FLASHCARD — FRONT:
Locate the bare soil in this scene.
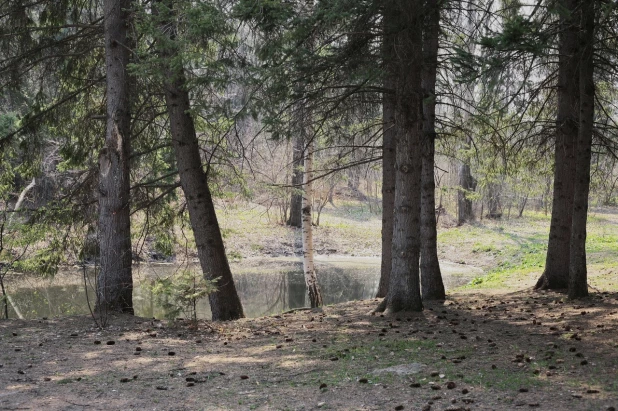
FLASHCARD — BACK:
[0,290,618,411]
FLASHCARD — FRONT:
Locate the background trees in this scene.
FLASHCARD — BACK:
[0,0,618,319]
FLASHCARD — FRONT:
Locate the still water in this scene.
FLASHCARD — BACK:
[2,257,480,318]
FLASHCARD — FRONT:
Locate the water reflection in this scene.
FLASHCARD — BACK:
[2,257,482,319]
[4,262,379,318]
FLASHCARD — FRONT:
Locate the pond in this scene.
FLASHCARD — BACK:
[1,256,482,318]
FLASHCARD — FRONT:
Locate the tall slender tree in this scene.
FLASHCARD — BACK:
[569,1,596,298]
[535,0,580,289]
[153,1,244,321]
[96,0,133,313]
[299,130,323,308]
[287,135,305,228]
[376,63,398,297]
[421,0,446,300]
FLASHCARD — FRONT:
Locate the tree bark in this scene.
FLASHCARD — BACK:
[156,4,244,321]
[376,82,397,298]
[96,0,133,314]
[457,146,476,225]
[377,0,423,312]
[487,182,502,219]
[420,0,446,300]
[569,1,595,299]
[535,0,580,290]
[287,135,305,228]
[299,134,323,308]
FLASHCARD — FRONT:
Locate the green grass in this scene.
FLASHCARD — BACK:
[438,209,618,289]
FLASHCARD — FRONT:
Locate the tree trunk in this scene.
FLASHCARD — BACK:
[376,82,397,298]
[457,150,475,225]
[569,1,595,299]
[96,0,133,314]
[156,6,244,321]
[535,0,579,290]
[421,0,446,300]
[487,182,502,219]
[287,135,305,227]
[299,134,322,308]
[377,0,423,312]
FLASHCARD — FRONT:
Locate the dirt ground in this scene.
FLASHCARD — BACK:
[0,290,618,411]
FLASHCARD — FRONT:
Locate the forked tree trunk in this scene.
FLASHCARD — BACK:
[96,0,133,314]
[457,155,475,225]
[569,1,595,299]
[421,0,446,300]
[376,0,423,312]
[300,134,323,308]
[156,4,244,321]
[287,135,305,227]
[535,0,580,290]
[376,81,397,298]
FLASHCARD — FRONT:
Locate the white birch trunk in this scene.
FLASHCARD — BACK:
[302,136,322,308]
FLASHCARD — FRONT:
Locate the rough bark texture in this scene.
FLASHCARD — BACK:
------------------------------
#### [AIM]
Pull out every line of the listing above that contains the word "water". Case matters.

#### [FINISHED ANSWER]
Locate the still water in this scene.
Locate the water reflection in this scene.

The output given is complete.